現代の世相とアティテューディナル・ヒーリング

アティテューディナル・ヒーリングのワークショップを日本で始めて7か月が経過しました。

この間、実に様々な立場の方がワークショップにご参加くださいました。

医師、看護師、臨床心理士、ソーシャルワーカーの方。
学校の先生、スクールカウンセラーの方。
保育士、児童養護施設で働く方。
様々なメディアで働く方。
お子さんの問題で悩んでおられる親御さん。
子どもの頃に受けた虐待の被害や、大人になってから受けたセクハラの被害などに今も苦しむ方。
普通に働きながら、より癒された人生を求める方。
その他、本当にいろいろな方がご参加くださり、実に豊かな空間を広げてきてくださいました。

毎月1回の入門者用ワークショップはとても多くのお申し込みをいただくので6月から月2回に増やしますが、ますます多くの方が申し込んでくださっています。

子ども向けのプログラムも近々始める計画でおります。

■ データ資料 ■
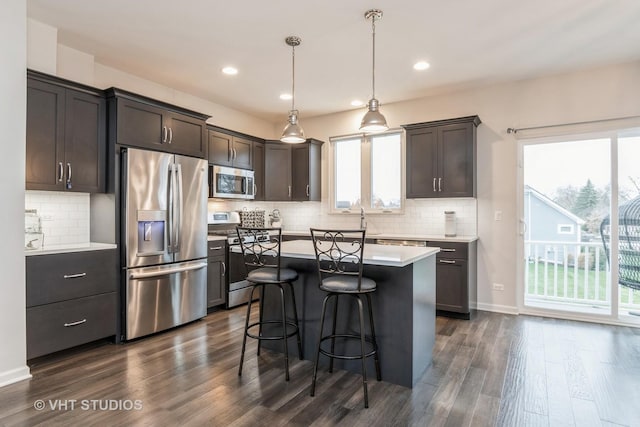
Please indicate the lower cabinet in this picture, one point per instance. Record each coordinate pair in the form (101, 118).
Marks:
(216, 273)
(71, 300)
(456, 271)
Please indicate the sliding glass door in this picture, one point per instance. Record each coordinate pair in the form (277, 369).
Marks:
(572, 189)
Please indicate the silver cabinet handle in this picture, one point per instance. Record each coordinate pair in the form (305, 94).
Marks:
(74, 276)
(79, 322)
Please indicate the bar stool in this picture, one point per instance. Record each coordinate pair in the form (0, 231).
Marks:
(261, 253)
(339, 258)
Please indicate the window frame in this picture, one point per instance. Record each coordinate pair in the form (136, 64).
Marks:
(365, 173)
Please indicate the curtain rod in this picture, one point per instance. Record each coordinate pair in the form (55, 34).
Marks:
(516, 130)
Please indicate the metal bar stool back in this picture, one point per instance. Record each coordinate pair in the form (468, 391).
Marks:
(339, 258)
(261, 252)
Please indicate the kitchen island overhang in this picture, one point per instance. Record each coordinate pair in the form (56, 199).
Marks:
(403, 308)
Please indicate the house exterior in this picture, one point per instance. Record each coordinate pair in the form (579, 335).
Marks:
(553, 227)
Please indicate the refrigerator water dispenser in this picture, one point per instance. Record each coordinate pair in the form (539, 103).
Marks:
(151, 235)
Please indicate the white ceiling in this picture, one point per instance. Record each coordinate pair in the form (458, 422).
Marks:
(184, 44)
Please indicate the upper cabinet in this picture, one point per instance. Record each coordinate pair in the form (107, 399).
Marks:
(230, 150)
(66, 135)
(143, 122)
(293, 171)
(441, 158)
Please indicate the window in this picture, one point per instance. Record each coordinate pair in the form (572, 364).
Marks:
(565, 228)
(368, 172)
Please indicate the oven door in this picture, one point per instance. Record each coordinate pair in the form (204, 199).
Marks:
(231, 183)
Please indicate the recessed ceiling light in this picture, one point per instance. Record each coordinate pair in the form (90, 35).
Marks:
(231, 71)
(421, 65)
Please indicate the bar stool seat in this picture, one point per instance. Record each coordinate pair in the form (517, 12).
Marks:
(262, 259)
(339, 257)
(347, 284)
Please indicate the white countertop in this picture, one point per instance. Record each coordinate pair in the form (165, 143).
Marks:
(393, 256)
(423, 237)
(77, 247)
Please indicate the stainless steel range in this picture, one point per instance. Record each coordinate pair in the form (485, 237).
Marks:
(224, 224)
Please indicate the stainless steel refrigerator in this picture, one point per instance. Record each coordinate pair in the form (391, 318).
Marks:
(164, 222)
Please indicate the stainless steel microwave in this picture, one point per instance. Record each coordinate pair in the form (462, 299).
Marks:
(231, 183)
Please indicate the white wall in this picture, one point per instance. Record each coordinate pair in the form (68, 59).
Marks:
(602, 93)
(13, 45)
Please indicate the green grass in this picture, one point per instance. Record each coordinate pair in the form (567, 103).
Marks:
(534, 288)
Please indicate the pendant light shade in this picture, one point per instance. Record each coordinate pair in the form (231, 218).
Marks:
(373, 120)
(293, 133)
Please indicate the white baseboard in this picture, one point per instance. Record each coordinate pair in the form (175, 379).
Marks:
(505, 309)
(14, 375)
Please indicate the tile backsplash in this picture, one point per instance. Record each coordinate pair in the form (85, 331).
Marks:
(65, 216)
(421, 216)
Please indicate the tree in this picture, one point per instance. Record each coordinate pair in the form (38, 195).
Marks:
(588, 199)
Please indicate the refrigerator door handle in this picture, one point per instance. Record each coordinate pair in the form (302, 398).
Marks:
(170, 208)
(179, 206)
(168, 271)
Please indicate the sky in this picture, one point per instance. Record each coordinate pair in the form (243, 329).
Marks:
(553, 165)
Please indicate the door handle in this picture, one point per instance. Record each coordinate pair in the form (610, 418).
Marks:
(167, 271)
(74, 276)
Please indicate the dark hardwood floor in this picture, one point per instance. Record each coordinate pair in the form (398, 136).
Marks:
(493, 370)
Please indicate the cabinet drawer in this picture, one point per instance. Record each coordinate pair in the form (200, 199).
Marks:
(60, 277)
(451, 250)
(216, 248)
(54, 327)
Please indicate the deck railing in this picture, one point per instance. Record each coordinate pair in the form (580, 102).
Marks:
(572, 273)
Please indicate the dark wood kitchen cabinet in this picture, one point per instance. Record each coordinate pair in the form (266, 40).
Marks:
(65, 135)
(138, 121)
(293, 171)
(441, 158)
(71, 300)
(230, 150)
(216, 273)
(456, 278)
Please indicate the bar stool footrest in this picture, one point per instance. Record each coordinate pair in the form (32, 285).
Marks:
(272, 337)
(347, 337)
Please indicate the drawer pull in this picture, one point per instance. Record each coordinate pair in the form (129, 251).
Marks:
(74, 276)
(79, 322)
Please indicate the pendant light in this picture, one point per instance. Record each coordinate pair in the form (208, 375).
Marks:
(293, 133)
(373, 120)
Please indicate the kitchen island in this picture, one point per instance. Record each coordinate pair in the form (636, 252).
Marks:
(403, 308)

■ 短い課題 A ■
アティテューディナル・ヒーリングについての文章で「毎月1回の入門者用ワークショップは」で始まる段落を、主な事実を残して一文で短くまとめてください。
■ 短い課題 B ■
アティテューディナル・ヒーリングについての文章を、最後の文の後から書き継いでください。

■ 解答 A ■
入門者用ワークショップは申し込みが多いため6月から月1回を月2回に増やすが、申し込みはさらに増えている。

■ 解答 B ■
ファシリテーター・トレーニングもすでに2回終え、そこで学ばれた方がこの4月から北海道に拠点を作ってくださいました。7月には私も北海道にうかがってワークショップを行う予定ですので、北海道の方はぜひご参加ください。どなたでもご参加いただけます。末尾にご案内を掲載いたします。

北海道を皮切りに、全国各地にアティテューディナル・ヒーリングの拠点を作っていきたいと思っています。

私がせっせとアティテューディナル・ヒーリングの普及に努めているのは、今の世相とも深い関係があります。

ここのところ最低投票率の定めもない国民投票法が成立したり、大変きな臭い世の中になってきたと思っています。好景気などと惑わされている足元では、過労自殺が激増しています。いろいろな意味で世の中が快方に向かっていないのは明らかであるどころか、かなり深刻な懸念があります。

こういうときに、絶望するのは簡単です。
現に、「日本はもうだめだ」「日本人は思考停止に陥っている」などと絶望している人たちがたくさんいます。
その人たちの気持ちもよくわかります。

でも、「もうだめだ」と絶望すると、私たちは絶望という集合意識作りに加担することになります。
絶望は社会にマイナスのエネルギーを供給します。
また、絶望した人は周りの人との温かい関係を見失うことになり、結局のところ社会をますます「絶望的な」場所にしていきます。

歴史を振り返ったときに、最も危険なのは、ヒトラーのようにエキセントリックな人間ではなく、無意識に流されてしまう一般の人たちだと言われています。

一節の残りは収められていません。